• _TASK REQUIREMENTS_: Could you copy out all of the material below line for line, changing nothing?

• _GIVEN INFORMATION_:
^^^^^^^^^^^^^^^^
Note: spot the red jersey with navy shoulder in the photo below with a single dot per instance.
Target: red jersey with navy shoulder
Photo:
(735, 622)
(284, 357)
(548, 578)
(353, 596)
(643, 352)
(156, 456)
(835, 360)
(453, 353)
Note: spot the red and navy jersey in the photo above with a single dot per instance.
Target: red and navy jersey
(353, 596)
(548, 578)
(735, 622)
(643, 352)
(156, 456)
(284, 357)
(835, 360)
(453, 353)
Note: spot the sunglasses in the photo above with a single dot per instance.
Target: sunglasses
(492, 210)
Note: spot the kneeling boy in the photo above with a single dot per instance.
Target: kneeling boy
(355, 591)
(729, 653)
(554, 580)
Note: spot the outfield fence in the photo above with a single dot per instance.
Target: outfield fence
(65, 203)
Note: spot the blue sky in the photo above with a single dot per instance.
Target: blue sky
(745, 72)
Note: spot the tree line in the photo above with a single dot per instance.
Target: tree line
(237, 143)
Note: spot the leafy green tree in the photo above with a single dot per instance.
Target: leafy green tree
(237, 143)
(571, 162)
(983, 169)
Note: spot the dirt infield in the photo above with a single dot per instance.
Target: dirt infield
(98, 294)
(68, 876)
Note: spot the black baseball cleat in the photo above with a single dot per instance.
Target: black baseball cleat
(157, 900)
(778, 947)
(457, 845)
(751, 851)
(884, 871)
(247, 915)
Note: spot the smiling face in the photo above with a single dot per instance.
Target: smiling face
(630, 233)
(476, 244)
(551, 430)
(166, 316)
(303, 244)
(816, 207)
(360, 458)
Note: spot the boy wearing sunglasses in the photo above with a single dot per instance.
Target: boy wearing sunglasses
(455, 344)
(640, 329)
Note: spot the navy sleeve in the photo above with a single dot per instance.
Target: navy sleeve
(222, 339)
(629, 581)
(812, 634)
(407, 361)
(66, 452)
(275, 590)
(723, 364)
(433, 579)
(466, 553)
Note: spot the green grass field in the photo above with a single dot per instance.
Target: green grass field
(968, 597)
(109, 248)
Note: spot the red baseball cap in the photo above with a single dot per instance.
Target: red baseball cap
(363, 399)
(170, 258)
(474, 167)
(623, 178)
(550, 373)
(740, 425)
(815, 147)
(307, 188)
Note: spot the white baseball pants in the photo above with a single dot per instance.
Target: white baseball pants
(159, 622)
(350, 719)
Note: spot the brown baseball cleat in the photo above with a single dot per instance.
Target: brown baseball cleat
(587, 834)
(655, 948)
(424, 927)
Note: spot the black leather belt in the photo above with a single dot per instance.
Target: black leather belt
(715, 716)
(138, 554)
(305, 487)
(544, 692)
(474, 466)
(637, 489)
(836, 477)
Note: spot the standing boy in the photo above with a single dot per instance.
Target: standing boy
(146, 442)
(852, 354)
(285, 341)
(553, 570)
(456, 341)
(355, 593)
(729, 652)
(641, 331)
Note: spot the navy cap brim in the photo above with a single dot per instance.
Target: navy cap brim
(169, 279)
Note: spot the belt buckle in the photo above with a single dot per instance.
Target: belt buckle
^^^^^^^^^^^^^^^^
• _FINAL RESULT_:
Note: spot the red jersey with navy shoulder in the photo below with a single dot per instance.
Target: red jersey with navy shoulder
Photo:
(735, 622)
(284, 357)
(548, 578)
(353, 596)
(643, 352)
(156, 456)
(835, 360)
(453, 353)
Note: spot the red and navy jersey in the photo above with a single dot per instance.
Target: red and navy jersey
(353, 596)
(548, 578)
(735, 622)
(643, 352)
(156, 456)
(284, 357)
(835, 360)
(453, 353)
Note: spot the sunglasses in the photo above with a single dot per instance.
Target: sunglasses
(492, 210)
Note: spot the kneeling boy in the photo above with a single dot per instance.
Target: kneeling boy
(355, 591)
(729, 653)
(554, 580)
Note: spot the outfield fence in the photo above with a single dot per instance.
Target: outfield fence
(65, 203)
Note: spot the blue sky in the photo above with a single dot per instance.
Target: blue sky
(745, 72)
Note: spot the tree line in the photo above with a single dot per instance.
Target: tree line
(237, 143)
Note: spot the leafy green tree in the photo above with a single dot per instance.
Target: leafy green tree
(237, 143)
(571, 162)
(983, 169)
Note: spot the dirt infield in the photo above with a single dot per instance.
Target: dirt infield
(98, 294)
(68, 876)
Note: spot the black baseball cleat in the photo above with a single dot per instance.
Target: black baseball cleat
(157, 900)
(778, 947)
(457, 845)
(751, 851)
(884, 871)
(247, 915)
Note: spot the smiling face in the photo above with a single dot per instance.
Target: smiling face
(630, 233)
(476, 244)
(551, 430)
(166, 316)
(303, 244)
(816, 207)
(360, 458)
Note: spot the boy wearing sunglasses in the photo above with a single dot per instance.
Target: boy wearing sunglasses
(455, 344)
(640, 329)
Note: spot the navy sleeve in the photo above with a single dot per instance.
Target: navy sleeve
(222, 339)
(629, 581)
(812, 634)
(407, 361)
(66, 452)
(275, 590)
(723, 364)
(433, 579)
(466, 553)
Note: spot the green grass field in the photo above with a single dot per instance.
Target: green grass field
(968, 597)
(109, 248)
Note: spot the red baseball cap in the photo above with a single dot per instance.
Target: red baseball cap
(363, 399)
(170, 258)
(474, 167)
(623, 178)
(550, 373)
(740, 425)
(815, 147)
(307, 188)
Note: spot the white baseball pants in the photo above with a single dot per instance.
Target: white baseball pants
(159, 622)
(350, 719)
Note: spot the brown baseball cleat in the photo above with a single dot per instance.
Target: brown baseball cleat
(587, 834)
(655, 948)
(424, 927)
Note: spot the black leather belt in the photo above with a single dot per instance.
Target: black leather belt
(715, 716)
(138, 554)
(305, 487)
(544, 692)
(474, 466)
(637, 489)
(836, 477)
Note: spot the standing boy in the photo above with a single dot per instance.
Target: standing boy
(146, 442)
(852, 354)
(285, 341)
(553, 570)
(456, 341)
(355, 593)
(729, 652)
(641, 331)
Note: spot the navy cap brim in the photo above with a single dot per instance.
Target: navy cap brim
(169, 279)
Note: spot the belt buckle in the photo above with a single dot per instance.
Target: belt buckle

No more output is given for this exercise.